8 of the Biggest Los Angeles Dodgers Legends
Last week we looked at the legends that turned the New York Yankees into the behemoth they are today. They are however not the only team to have had some greats of the game play for them.
The Los Angeles Dodgers have been very successful as well and of course they haven’t achieved what they have over the years without having some serious talent on their rosters. So let’s now look at the 8 players that have made the Dodgers one of the most historically successful sides in Major League Baseball.
1. Sandy Koufax
Sandy Koufax spent twelve years with the Dodgers but he elevated the team to a whole new level. His career win loss record stands at an astonishing 165-87. A 2.76 ERA and 2396 strikeouts is a phenomenal record for a player who really stepped up to the plate in the last six years of his career. Koufax retired aged 30 due to arthritis in his elbow but not before becoming a seven time All-Star, four times World Series winner and three times Cy Young Award winner. Koufax also won two World Series MVP gongs and the Triple Crown thrice to etch his name in history books as one of baseball’s all-time greats.
2. Jackie Robinson
Jackie Robinson created history in more ways than one. The guy was talented and he had nerves of steel to go with it. Robinson was the first player to break the color barrier when he joined the Dodgers to become the first African-American to play in professional leagues. He had to face a lot of resentment from a big portion of the baseball community but he kept his emotions in check and eventually won everyone over. His signing was a watershed moment in American professional sports history.
His stats also mark him out as an exceptional player. He retired with a career batting average of .311 and 1518 hits to his name. He also smacked 137 HRs and a 734 RBI to go with 197 stolen bases. Robinson was a six time All-Star and NL MVP and an NL batting champion. He also lifted the World Series once with the Dodgers. Jackie Robinson not only opened the door for African American players to join the professional leagues but also showed the world that they could play.
3. Duke Snider
Duke Snider had baseball career spanning eighteen years, sixteen of which were spent with his first team, the Dodgers. Known as “The Silver Fox” Duke is a very important part of the franchise’s history. His batting career average stands at .295 with 407 HRs and a 1333 RBI. He hit 389 of those home runs in a Dodgers jersey and his batting average during that time frame was an exact .300 with a 1271 RBI. He also won two World Series titles and made it to seven All-Star squads as a member of the Dodgers roster.

Written instruction 1:
Answer these questions using the article on Dodgers legends.
(a) At what age did Sandy Koufax retire?
(b) How many stolen bases did Jackie Robinson have?
(c) What nickname is Duke Snider known by?
Written instruction 2: Reproduce the part of the article on Dodgers legends that begins at the words "8 of the Biggest" and ends after "Major League Baseball.".

Data section:
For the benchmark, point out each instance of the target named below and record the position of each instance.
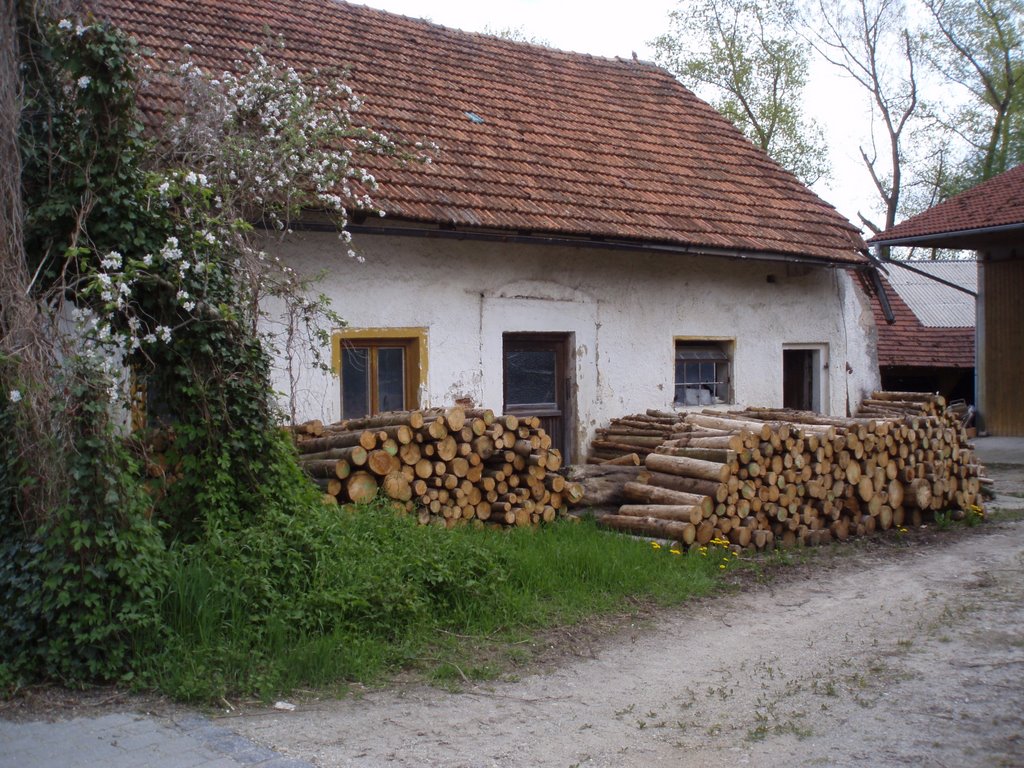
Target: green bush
(78, 587)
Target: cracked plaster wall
(623, 311)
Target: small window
(702, 374)
(378, 373)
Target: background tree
(743, 56)
(978, 47)
(870, 41)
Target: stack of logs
(761, 476)
(449, 466)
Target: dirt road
(898, 655)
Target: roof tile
(997, 202)
(570, 144)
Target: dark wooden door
(799, 379)
(537, 382)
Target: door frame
(819, 374)
(562, 343)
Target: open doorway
(803, 379)
(538, 383)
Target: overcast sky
(619, 30)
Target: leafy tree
(871, 42)
(978, 47)
(744, 57)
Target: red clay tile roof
(908, 343)
(571, 144)
(997, 202)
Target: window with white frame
(704, 373)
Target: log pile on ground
(762, 476)
(448, 466)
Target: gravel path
(879, 656)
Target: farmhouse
(989, 220)
(591, 240)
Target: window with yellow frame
(379, 370)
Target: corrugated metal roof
(937, 305)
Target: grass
(355, 596)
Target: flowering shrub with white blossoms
(255, 146)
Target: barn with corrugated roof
(591, 240)
(929, 347)
(989, 220)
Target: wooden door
(537, 383)
(800, 379)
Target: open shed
(989, 220)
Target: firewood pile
(762, 476)
(448, 466)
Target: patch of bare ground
(895, 650)
(900, 650)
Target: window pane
(391, 379)
(354, 382)
(530, 376)
(701, 375)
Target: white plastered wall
(622, 309)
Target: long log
(318, 444)
(718, 455)
(412, 419)
(360, 487)
(686, 484)
(678, 512)
(354, 455)
(639, 492)
(648, 526)
(680, 465)
(337, 468)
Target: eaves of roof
(569, 144)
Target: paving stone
(128, 740)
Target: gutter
(728, 253)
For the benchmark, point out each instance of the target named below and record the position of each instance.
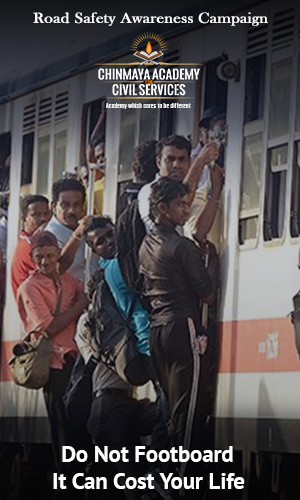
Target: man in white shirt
(68, 205)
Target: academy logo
(149, 47)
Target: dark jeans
(119, 422)
(64, 432)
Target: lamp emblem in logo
(149, 47)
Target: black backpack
(115, 338)
(78, 396)
(130, 234)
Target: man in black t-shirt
(175, 281)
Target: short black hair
(96, 222)
(29, 200)
(98, 139)
(144, 161)
(165, 190)
(69, 184)
(178, 141)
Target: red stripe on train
(254, 346)
(265, 345)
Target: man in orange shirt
(51, 303)
(34, 212)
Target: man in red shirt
(51, 303)
(34, 212)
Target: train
(251, 73)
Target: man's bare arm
(69, 250)
(207, 154)
(61, 321)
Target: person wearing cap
(68, 205)
(173, 160)
(34, 213)
(50, 303)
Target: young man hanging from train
(175, 280)
(34, 214)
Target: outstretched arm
(205, 219)
(70, 248)
(207, 154)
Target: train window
(148, 123)
(280, 98)
(43, 164)
(215, 88)
(93, 124)
(137, 125)
(27, 159)
(254, 92)
(295, 201)
(275, 192)
(44, 140)
(250, 188)
(60, 149)
(127, 142)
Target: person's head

Task result 1:
(a) 30
(b) 197
(c) "The Silver Fox"

Task result 2:
8 of the Biggest Los Angeles Dodgers Legends
Last week we looked at the legends that turned the New York Yankees into the behemoth they are today. They are however not the only team to have had some greats of the game play for them.
The Los Angeles Dodgers have been very successful as well and of course they haven’t achieved what they have over the years without having some serious talent on their rosters. So let’s now look at the 8 players that have made the Dodgers one of the most historically successful sides in Major League Baseball.